_SUPPLIED ENTRIES_

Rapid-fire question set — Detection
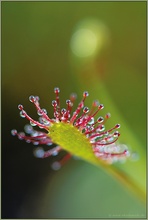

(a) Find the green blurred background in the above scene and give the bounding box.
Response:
[2,2,146,218]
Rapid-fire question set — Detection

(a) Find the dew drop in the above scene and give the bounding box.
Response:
[61,108,67,114]
[115,124,120,129]
[97,116,104,123]
[99,104,104,110]
[83,91,89,97]
[107,136,114,142]
[41,117,50,126]
[30,121,37,126]
[114,131,120,137]
[54,87,60,94]
[54,111,59,118]
[92,100,99,107]
[104,131,109,136]
[34,147,44,158]
[88,117,94,125]
[24,124,33,134]
[42,108,47,114]
[52,151,59,156]
[20,110,26,118]
[66,99,71,105]
[124,150,130,157]
[11,129,17,136]
[95,152,104,157]
[33,141,39,145]
[47,142,53,146]
[29,95,36,103]
[100,139,107,144]
[19,132,25,137]
[83,107,89,114]
[105,113,111,118]
[18,104,23,110]
[26,140,31,143]
[104,146,111,153]
[18,132,25,140]
[52,100,57,107]
[35,96,40,101]
[31,131,39,137]
[51,161,61,170]
[98,124,105,131]
[70,93,77,100]
[37,109,43,116]
[39,117,44,124]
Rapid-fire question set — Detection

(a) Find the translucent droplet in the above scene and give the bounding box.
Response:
[26,140,31,143]
[104,131,109,136]
[104,146,111,153]
[100,139,106,144]
[97,116,104,123]
[54,111,59,118]
[114,131,120,137]
[66,99,71,105]
[39,117,42,124]
[33,141,39,145]
[98,124,105,131]
[70,93,77,100]
[98,146,105,153]
[41,117,50,126]
[24,124,33,134]
[99,104,104,110]
[18,104,23,110]
[83,91,89,97]
[29,95,36,103]
[54,87,60,94]
[124,150,130,157]
[95,152,104,158]
[88,117,94,125]
[105,113,111,119]
[31,131,39,137]
[47,142,53,146]
[18,132,25,140]
[35,96,40,101]
[34,147,44,158]
[19,132,25,137]
[107,136,114,142]
[20,110,26,118]
[115,124,120,129]
[11,129,17,136]
[51,161,61,170]
[52,100,57,107]
[42,108,47,114]
[83,107,89,114]
[90,136,100,143]
[37,109,43,116]
[118,144,128,152]
[61,108,66,115]
[52,151,59,156]
[92,100,99,107]
[30,121,37,126]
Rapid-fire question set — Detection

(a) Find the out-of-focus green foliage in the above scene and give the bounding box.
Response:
[2,2,146,218]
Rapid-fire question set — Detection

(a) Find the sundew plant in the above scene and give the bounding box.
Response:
[12,88,129,167]
[12,87,145,202]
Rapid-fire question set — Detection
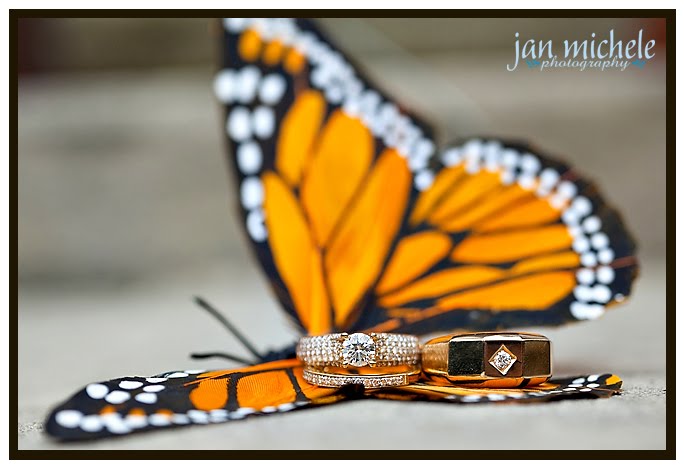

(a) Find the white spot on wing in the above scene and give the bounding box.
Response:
[582,215,602,233]
[135,393,157,404]
[597,248,615,264]
[227,107,252,142]
[277,402,296,412]
[576,268,595,285]
[167,372,189,379]
[224,18,249,33]
[441,148,462,167]
[596,266,615,284]
[236,66,261,103]
[573,285,593,302]
[518,173,536,190]
[80,415,104,432]
[102,413,130,435]
[145,377,167,383]
[572,236,590,253]
[237,141,262,175]
[187,410,209,424]
[214,70,236,103]
[572,196,593,216]
[538,168,560,190]
[171,414,190,425]
[125,414,148,429]
[520,153,540,173]
[252,106,275,139]
[149,414,172,427]
[86,383,109,400]
[55,410,82,428]
[118,380,143,390]
[557,181,578,199]
[580,252,598,267]
[570,301,605,320]
[105,390,130,404]
[240,177,264,210]
[500,148,519,168]
[414,170,434,191]
[246,209,267,242]
[562,208,580,225]
[259,74,286,104]
[592,285,612,303]
[591,232,610,250]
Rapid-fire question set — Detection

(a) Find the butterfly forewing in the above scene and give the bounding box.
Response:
[217,18,438,334]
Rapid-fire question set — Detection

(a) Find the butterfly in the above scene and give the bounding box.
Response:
[45,18,637,441]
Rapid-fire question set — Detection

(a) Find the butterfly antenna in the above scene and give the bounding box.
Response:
[193,296,264,361]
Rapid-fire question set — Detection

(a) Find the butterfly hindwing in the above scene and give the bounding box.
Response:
[45,359,350,441]
[46,358,620,440]
[359,138,638,334]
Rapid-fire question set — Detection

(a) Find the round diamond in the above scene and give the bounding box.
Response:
[492,351,512,371]
[342,333,376,367]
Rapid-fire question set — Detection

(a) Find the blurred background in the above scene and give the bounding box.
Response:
[18,18,667,450]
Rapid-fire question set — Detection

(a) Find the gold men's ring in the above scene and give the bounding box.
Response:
[421,332,552,388]
[296,332,420,368]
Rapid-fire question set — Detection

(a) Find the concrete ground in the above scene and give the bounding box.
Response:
[17,23,667,449]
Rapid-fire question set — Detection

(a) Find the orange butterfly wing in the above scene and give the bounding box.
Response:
[45,359,621,440]
[45,359,349,440]
[217,19,637,336]
[218,18,436,334]
[363,138,638,334]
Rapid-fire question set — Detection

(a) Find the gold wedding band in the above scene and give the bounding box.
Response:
[302,367,421,389]
[421,332,551,388]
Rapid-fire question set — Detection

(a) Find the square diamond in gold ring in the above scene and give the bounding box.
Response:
[488,344,517,375]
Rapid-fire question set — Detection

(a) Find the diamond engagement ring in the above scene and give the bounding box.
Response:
[297,333,421,388]
[421,332,551,388]
[296,333,420,368]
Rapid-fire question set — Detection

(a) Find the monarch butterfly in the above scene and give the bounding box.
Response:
[45,18,637,441]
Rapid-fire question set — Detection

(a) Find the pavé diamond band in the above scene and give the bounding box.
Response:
[296,332,420,368]
[421,332,551,388]
[302,366,421,389]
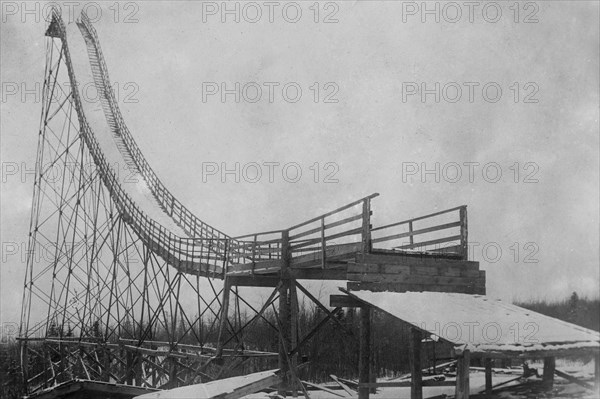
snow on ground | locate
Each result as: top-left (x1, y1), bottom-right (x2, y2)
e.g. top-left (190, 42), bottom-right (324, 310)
top-left (242, 359), bottom-right (599, 399)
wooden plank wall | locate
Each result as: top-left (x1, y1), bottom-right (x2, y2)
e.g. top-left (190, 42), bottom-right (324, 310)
top-left (347, 253), bottom-right (485, 294)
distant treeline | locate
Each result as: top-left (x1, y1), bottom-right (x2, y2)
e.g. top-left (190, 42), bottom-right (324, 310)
top-left (2, 293), bottom-right (598, 399)
top-left (515, 292), bottom-right (600, 332)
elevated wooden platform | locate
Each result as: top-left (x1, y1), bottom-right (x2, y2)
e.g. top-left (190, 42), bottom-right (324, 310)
top-left (225, 194), bottom-right (483, 294)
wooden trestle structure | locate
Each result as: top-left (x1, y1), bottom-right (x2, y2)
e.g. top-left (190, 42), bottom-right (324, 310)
top-left (20, 8), bottom-right (489, 398)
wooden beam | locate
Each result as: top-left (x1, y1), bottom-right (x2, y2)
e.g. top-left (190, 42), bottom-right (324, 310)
top-left (554, 369), bottom-right (594, 390)
top-left (215, 279), bottom-right (232, 358)
top-left (543, 357), bottom-right (555, 388)
top-left (330, 294), bottom-right (363, 308)
top-left (455, 350), bottom-right (470, 399)
top-left (484, 358), bottom-right (493, 395)
top-left (330, 374), bottom-right (356, 395)
top-left (348, 281), bottom-right (485, 295)
top-left (337, 377), bottom-right (359, 389)
top-left (289, 307), bottom-right (343, 357)
top-left (410, 328), bottom-right (423, 399)
top-left (297, 282), bottom-right (354, 336)
top-left (228, 275), bottom-right (280, 287)
top-left (358, 380), bottom-right (455, 388)
top-left (359, 306), bottom-right (371, 399)
top-left (356, 253), bottom-right (479, 268)
top-left (291, 268), bottom-right (347, 280)
top-left (301, 380), bottom-right (345, 397)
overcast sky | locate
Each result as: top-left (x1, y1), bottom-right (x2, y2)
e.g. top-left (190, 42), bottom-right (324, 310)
top-left (1, 1), bottom-right (599, 326)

_EXERCISE INSTRUCTIONS_
Would you output each entry exactly and leave the pictures behind?

_RESPONSE BELOW_
Rapid-fire question set — Detection

(a) Find the green blurred background in the above scene and give the bounding box.
Response:
[2,2,146,218]
Rapid-fire question set — Detection

(a) Find the dew drop in the above scene and give the bounding box.
Response:
[61,108,67,114]
[115,124,120,129]
[97,116,104,123]
[99,104,104,110]
[83,91,89,97]
[107,136,114,142]
[41,117,50,126]
[30,121,37,126]
[114,131,120,137]
[54,87,60,94]
[54,111,59,118]
[92,100,99,107]
[104,131,109,136]
[34,147,44,158]
[88,117,94,125]
[24,124,33,134]
[42,108,47,114]
[52,151,59,156]
[20,110,26,118]
[66,99,71,105]
[124,150,130,157]
[11,129,17,136]
[95,152,104,157]
[33,141,39,145]
[47,142,53,146]
[29,95,36,103]
[100,139,107,144]
[19,132,25,137]
[83,107,89,114]
[105,113,111,118]
[18,104,23,110]
[26,140,31,143]
[104,146,111,153]
[18,132,25,140]
[52,100,57,107]
[35,96,40,101]
[31,131,39,137]
[51,161,61,170]
[98,124,105,131]
[70,93,77,100]
[37,109,43,116]
[39,117,44,124]
Rapid-fire question set — Detection

(a) Find the translucent droplet in the above scene and give the bounding box.
Response:
[26,140,31,143]
[104,131,109,136]
[104,146,111,153]
[100,139,106,144]
[97,116,104,123]
[54,111,59,118]
[114,131,120,137]
[66,99,71,105]
[39,117,42,124]
[33,141,39,145]
[98,124,105,131]
[70,93,77,100]
[98,146,105,153]
[41,117,50,126]
[24,124,33,134]
[99,104,104,110]
[18,104,23,110]
[83,91,89,97]
[29,95,36,103]
[54,87,60,94]
[124,150,130,157]
[95,152,104,158]
[88,117,94,125]
[105,113,111,119]
[31,131,39,137]
[47,142,53,146]
[18,132,25,140]
[35,96,40,101]
[34,147,44,158]
[19,132,25,137]
[107,136,114,142]
[20,110,26,118]
[115,124,120,129]
[11,129,17,136]
[51,161,61,170]
[52,100,57,107]
[42,108,47,114]
[83,107,89,114]
[90,136,100,143]
[37,109,43,116]
[118,144,128,152]
[61,108,66,115]
[52,151,59,156]
[92,100,99,107]
[30,121,37,126]
Rapid-fire question set — Detection

(a) Find the out-of-focus green foliage in the above scene and give the bounding box.
Response:
[2,2,146,218]
Rapid-fire question set — Detection

(a) Find the sundew plant in the above scene and give the bounding box.
Response:
[12,88,129,167]
[12,87,145,202]
Rapid-fire question set — Detection

(a) Find the white spot on wing in the above scene and give the bounding box.
Response:
[582,215,602,233]
[135,393,157,404]
[597,248,615,264]
[227,107,252,142]
[277,402,296,412]
[576,268,595,285]
[167,372,189,379]
[224,18,249,33]
[441,148,462,167]
[596,266,615,284]
[236,66,261,103]
[573,285,593,302]
[518,173,536,190]
[80,415,104,432]
[102,413,130,435]
[145,377,167,383]
[572,236,590,253]
[237,141,262,175]
[187,410,209,424]
[214,70,236,103]
[572,196,593,216]
[538,168,560,190]
[171,414,190,425]
[125,414,148,429]
[520,153,540,173]
[252,106,275,139]
[149,414,172,427]
[86,383,109,400]
[55,410,82,428]
[118,380,143,390]
[557,181,578,199]
[580,252,598,267]
[570,301,605,320]
[105,390,130,404]
[240,177,264,210]
[500,148,519,168]
[414,170,434,191]
[246,209,267,242]
[562,208,580,225]
[259,74,286,104]
[592,285,612,303]
[591,232,610,250]
Rapid-fire question set — Detection

(a) Find the butterfly forewing in the above scene and give the bounding box.
Response:
[217,18,438,334]
Rapid-fire question set — Detection

(a) Find the butterfly in the above scene and give the bounding box.
Response:
[45,18,637,441]
Rapid-fire question set — Detection

(a) Find the butterfly antenna in the above scene and give the bounding box.
Response:
[193,296,264,361]
Rapid-fire question set — Detection

(a) Find the butterfly hindwing in the above scene and give the bounding box.
Response:
[45,359,350,441]
[46,358,620,440]
[359,138,638,334]
Rapid-fire question set — Detection

(a) Find the round diamond in the above scene and give the bounding box.
Response:
[492,351,512,371]
[342,333,376,367]
Rapid-fire question set — Detection

(a) Find the blurred background in the above scene and give the bounding box.
Response:
[18,18,667,450]
Rapid-fire question set — Detection

(a) Find the gold men's ring in the above scene and give the bounding box.
Response:
[421,332,552,388]
[296,332,420,368]
Rapid-fire question set — Detection

(a) Find the concrete ground in the above scene and give the bounding box.
Response:
[17,23,667,449]
Rapid-fire question set — Detection

(a) Find the orange butterfly wing in the above scene and give the bounding box.
Response:
[45,359,621,440]
[45,359,349,440]
[217,19,637,336]
[218,18,436,334]
[363,138,638,334]
Rapid-fire question set — Detection

(a) Find the gold wedding band in the above scene and give the bounding box.
Response:
[302,367,421,389]
[421,332,551,388]
Rapid-fire question set — Detection

(a) Find the square diamond in gold ring in the above scene and give the bounding box.
Response:
[488,344,517,375]
Rapid-fire question set — Detection

(a) Find the diamond engagement ring in the above scene and give the bounding box.
Response:
[297,333,421,388]
[421,332,551,388]
[296,333,420,368]
Rapid-fire question set — Detection

(a) Find the monarch butterfly in the above scene and give the bounding box.
Response:
[45,18,637,441]
Rapid-fire question set — Detection

(a) Find the pavé diamond band in the above scene and give the bounding box.
Response:
[296,332,420,368]
[421,332,551,388]
[302,366,421,389]
snow on ground | locate
Each result as: top-left (x1, y1), bottom-right (x2, y2)
e.g. top-left (190, 42), bottom-right (324, 310)
top-left (242, 359), bottom-right (599, 399)
wooden plank wall | locate
Each result as: top-left (x1, y1), bottom-right (x2, y2)
e.g. top-left (190, 42), bottom-right (324, 310)
top-left (347, 253), bottom-right (485, 294)
distant treeline | locate
Each result as: top-left (x1, y1), bottom-right (x2, y2)
e.g. top-left (190, 42), bottom-right (324, 310)
top-left (2, 293), bottom-right (598, 399)
top-left (515, 292), bottom-right (600, 332)
elevated wooden platform | locate
Each result as: top-left (x1, y1), bottom-right (x2, y2)
e.g. top-left (190, 42), bottom-right (324, 310)
top-left (225, 194), bottom-right (483, 294)
wooden trestle structure | locate
Each result as: top-left (x1, y1), bottom-right (x2, y2)
e.g. top-left (190, 42), bottom-right (324, 310)
top-left (20, 8), bottom-right (489, 398)
wooden beam | locate
Each result as: top-left (x1, y1), bottom-right (x2, y2)
e.g. top-left (190, 42), bottom-right (324, 310)
top-left (554, 369), bottom-right (594, 390)
top-left (215, 279), bottom-right (232, 358)
top-left (543, 357), bottom-right (555, 388)
top-left (330, 294), bottom-right (363, 308)
top-left (455, 350), bottom-right (470, 399)
top-left (484, 358), bottom-right (493, 395)
top-left (330, 374), bottom-right (356, 395)
top-left (348, 281), bottom-right (485, 295)
top-left (337, 377), bottom-right (359, 389)
top-left (289, 307), bottom-right (343, 357)
top-left (410, 328), bottom-right (423, 399)
top-left (297, 282), bottom-right (354, 336)
top-left (228, 275), bottom-right (280, 287)
top-left (358, 380), bottom-right (455, 388)
top-left (359, 306), bottom-right (371, 399)
top-left (356, 253), bottom-right (479, 268)
top-left (291, 268), bottom-right (347, 280)
top-left (301, 380), bottom-right (345, 397)
overcast sky | locate
Each result as: top-left (x1, y1), bottom-right (x2, y2)
e.g. top-left (190, 42), bottom-right (324, 310)
top-left (1, 1), bottom-right (599, 326)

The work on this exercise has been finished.